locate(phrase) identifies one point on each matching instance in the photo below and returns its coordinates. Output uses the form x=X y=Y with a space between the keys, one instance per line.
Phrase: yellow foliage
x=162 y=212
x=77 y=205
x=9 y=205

════════════════

__Exercise directions__
Please copy the records above word for word, from the first line to the last.

__Response below__
locate(phrase) identifies one point on each matching instance in the photo below and returns its coordinates. Output uses the form x=X y=Y with a space between the keys, one instance per line.
Phrase: yellow foliage
x=162 y=212
x=77 y=205
x=9 y=205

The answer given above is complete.